Swap "text query" for "written query" throughout the lines below, and leave everything else unchanged.

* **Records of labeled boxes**
*****
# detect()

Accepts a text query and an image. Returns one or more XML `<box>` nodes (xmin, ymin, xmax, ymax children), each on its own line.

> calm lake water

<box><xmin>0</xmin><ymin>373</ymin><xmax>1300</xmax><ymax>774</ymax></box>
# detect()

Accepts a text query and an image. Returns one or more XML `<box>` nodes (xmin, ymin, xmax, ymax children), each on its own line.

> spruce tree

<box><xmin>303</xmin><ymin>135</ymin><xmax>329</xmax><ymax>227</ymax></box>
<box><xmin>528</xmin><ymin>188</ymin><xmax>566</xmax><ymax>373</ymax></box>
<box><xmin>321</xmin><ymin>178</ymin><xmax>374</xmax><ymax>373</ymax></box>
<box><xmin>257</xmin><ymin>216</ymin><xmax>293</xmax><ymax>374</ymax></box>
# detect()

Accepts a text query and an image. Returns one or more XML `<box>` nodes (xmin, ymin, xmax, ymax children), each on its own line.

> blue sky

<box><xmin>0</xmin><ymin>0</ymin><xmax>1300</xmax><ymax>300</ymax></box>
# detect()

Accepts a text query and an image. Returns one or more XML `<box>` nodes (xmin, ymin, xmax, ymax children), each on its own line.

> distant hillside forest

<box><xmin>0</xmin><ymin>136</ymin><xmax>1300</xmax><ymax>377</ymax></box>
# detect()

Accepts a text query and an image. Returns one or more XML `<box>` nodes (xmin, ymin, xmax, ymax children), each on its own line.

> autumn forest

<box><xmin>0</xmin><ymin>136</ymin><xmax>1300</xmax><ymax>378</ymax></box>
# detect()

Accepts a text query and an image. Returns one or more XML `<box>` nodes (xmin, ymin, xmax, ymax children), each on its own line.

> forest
*****
* **Task response**
# detect()

Accepts a written query and an image. Returns one or more XML `<box>` nodes (xmin, ymin, xmax, ymax children), each on its own line.

> calm lake water

<box><xmin>0</xmin><ymin>373</ymin><xmax>1300</xmax><ymax>774</ymax></box>
# detect()

Accepts a written query and an image. Returns one or more XML `<box>` nodes (xmin, ymin, xmax, ymax children), each on its own line.

> spruce tree

<box><xmin>303</xmin><ymin>135</ymin><xmax>329</xmax><ymax>227</ymax></box>
<box><xmin>528</xmin><ymin>188</ymin><xmax>566</xmax><ymax>373</ymax></box>
<box><xmin>321</xmin><ymin>178</ymin><xmax>374</xmax><ymax>373</ymax></box>
<box><xmin>257</xmin><ymin>216</ymin><xmax>293</xmax><ymax>374</ymax></box>
# detect()

Accepts a written query and an image. Returns one or more XML `<box>` nodes (xmin, ymin, xmax, ymax children), each on its own line.

> blue sky

<box><xmin>0</xmin><ymin>0</ymin><xmax>1300</xmax><ymax>300</ymax></box>
# detect()

Accepts a written query and an image. Returns one or more XML `<box>` nodes (xmin, ymin, xmax, ymax children), each on its own line.

> distant hillside forest

<box><xmin>0</xmin><ymin>136</ymin><xmax>1300</xmax><ymax>377</ymax></box>
# detect()

Accepts a written query and an image. Returns one or more XML `<box>` nodes (xmin, ymin, xmax, ymax children), each on its own line.

> autumn forest

<box><xmin>0</xmin><ymin>136</ymin><xmax>1300</xmax><ymax>378</ymax></box>
# detect()

Accepts a written query and an image. Returns one or more XML `<box>` nodes (xmin, ymin, xmax, ymax children), each on its own line.

> forest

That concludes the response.